ACTIVITY => Copy, word for word, the lines of the entries below between the one with "of the tall" and the one with "of the patchy", inclusive, and leave out everything else.

EXTRACTED ENTRIES =>
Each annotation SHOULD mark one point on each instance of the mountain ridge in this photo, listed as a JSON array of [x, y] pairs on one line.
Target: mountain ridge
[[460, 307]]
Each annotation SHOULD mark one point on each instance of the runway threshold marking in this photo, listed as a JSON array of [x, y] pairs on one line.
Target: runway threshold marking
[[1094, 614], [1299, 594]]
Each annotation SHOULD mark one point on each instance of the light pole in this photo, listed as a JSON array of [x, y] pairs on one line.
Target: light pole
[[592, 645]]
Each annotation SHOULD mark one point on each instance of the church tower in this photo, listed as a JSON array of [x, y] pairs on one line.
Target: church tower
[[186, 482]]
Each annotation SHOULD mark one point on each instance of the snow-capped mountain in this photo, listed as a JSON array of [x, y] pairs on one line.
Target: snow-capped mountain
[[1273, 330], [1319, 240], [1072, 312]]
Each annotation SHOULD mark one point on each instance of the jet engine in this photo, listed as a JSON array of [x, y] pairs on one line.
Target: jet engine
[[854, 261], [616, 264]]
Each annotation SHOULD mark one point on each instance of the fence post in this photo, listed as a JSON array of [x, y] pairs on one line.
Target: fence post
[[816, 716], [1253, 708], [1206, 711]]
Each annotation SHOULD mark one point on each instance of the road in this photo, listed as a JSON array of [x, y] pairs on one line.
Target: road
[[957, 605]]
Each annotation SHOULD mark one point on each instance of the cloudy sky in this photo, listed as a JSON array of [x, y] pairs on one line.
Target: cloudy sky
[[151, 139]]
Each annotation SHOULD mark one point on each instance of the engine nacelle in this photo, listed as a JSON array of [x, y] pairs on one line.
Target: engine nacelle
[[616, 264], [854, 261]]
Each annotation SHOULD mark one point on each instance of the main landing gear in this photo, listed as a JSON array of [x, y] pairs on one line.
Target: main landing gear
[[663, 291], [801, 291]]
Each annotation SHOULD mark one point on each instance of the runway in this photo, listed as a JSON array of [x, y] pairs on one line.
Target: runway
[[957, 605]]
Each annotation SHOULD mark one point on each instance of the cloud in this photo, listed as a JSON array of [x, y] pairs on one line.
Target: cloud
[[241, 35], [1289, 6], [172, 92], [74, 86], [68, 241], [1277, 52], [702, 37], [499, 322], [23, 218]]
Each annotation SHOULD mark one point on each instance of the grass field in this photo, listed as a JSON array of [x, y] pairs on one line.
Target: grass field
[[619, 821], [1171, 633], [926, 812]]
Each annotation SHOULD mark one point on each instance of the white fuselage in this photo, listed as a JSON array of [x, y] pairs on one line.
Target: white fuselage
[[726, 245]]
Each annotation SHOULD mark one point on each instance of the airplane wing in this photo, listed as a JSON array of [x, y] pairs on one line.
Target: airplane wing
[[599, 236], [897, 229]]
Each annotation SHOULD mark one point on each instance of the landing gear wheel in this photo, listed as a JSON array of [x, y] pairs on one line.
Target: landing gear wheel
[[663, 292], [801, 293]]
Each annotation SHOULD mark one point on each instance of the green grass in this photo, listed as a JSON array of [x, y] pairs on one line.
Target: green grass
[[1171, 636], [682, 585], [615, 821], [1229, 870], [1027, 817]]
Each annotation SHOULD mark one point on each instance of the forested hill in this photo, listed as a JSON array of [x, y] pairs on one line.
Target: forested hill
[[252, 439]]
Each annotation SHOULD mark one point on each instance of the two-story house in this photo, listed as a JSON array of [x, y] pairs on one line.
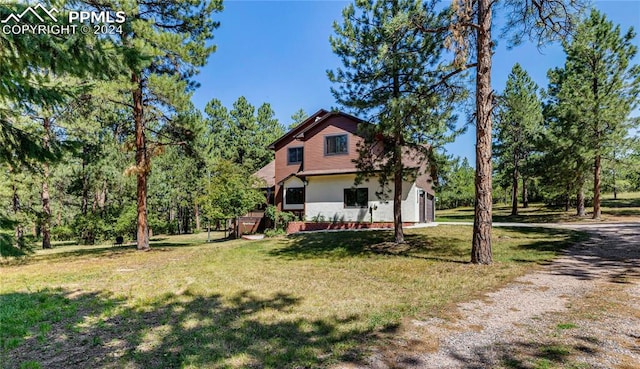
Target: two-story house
[[314, 171]]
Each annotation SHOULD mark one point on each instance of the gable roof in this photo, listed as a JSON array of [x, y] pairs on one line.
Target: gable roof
[[268, 173], [314, 120]]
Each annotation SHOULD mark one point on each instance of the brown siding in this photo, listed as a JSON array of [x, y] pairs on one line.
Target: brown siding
[[314, 157]]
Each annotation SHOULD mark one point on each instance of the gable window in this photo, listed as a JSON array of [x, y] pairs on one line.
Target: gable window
[[356, 197], [294, 196], [294, 155], [335, 145]]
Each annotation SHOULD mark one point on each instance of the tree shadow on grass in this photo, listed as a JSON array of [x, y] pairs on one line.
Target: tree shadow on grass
[[95, 330], [612, 249], [344, 244], [101, 251]]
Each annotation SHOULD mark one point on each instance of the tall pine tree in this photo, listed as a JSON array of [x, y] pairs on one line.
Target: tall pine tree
[[391, 77], [163, 45], [517, 127], [602, 86]]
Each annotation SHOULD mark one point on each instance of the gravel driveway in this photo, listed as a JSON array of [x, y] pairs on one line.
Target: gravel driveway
[[581, 311]]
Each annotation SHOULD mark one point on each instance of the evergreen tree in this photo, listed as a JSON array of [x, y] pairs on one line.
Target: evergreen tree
[[470, 35], [391, 77], [298, 117], [517, 127], [163, 44], [241, 135], [455, 187], [601, 87]]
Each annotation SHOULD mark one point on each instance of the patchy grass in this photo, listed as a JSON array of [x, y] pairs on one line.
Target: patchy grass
[[309, 300], [625, 208]]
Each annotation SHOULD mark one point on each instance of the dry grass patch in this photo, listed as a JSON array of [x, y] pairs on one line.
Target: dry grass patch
[[625, 208], [309, 300]]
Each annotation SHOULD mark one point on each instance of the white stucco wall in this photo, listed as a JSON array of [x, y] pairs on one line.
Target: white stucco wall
[[291, 182], [325, 197]]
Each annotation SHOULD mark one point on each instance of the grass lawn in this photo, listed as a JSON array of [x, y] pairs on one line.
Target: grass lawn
[[309, 300], [625, 208]]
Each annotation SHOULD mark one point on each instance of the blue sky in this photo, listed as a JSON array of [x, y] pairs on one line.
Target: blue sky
[[278, 52]]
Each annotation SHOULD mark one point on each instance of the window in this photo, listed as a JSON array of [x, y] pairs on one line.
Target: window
[[294, 155], [294, 195], [356, 197], [335, 145]]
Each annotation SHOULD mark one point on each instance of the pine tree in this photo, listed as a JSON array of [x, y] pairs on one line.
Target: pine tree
[[298, 117], [242, 135], [391, 77], [517, 127], [602, 86], [470, 34], [163, 44]]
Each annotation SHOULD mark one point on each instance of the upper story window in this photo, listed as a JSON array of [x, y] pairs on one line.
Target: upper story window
[[335, 145], [294, 196], [356, 197], [294, 155]]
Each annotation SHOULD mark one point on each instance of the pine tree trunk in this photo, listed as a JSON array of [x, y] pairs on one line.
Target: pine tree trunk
[[596, 187], [46, 205], [580, 199], [142, 164], [514, 192], [84, 204], [397, 155], [615, 188], [397, 203], [196, 214], [525, 193], [481, 246], [15, 202]]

EXERCISE ANSWER =>
Each annotation SHOULD mark one point on each instance of the tall pine tree in this photo, listed as a JSON array of [x, y] pairs on one line.
Target: tall pine tree
[[391, 77], [163, 45], [517, 127], [602, 86]]
Each annotation SHOULD mark one point on each instance of the gravel driveway in this photo, listed as a JSON array of [x, y] pairs on one line.
Target: gravel driveway
[[581, 311]]
Each annotation SHOULD mark one point on each instance of the evergreen tree in this photo, listed as a JSON array of [x, y] pairs on one line.
Target: evergreen tree
[[470, 35], [391, 77], [298, 117], [517, 127], [163, 44], [241, 135], [455, 187], [601, 87]]
Each annotation SHOULD mark one point on each instance of the patchy grass in this photo, listed as a JSON array of [x, y] pairs on one line.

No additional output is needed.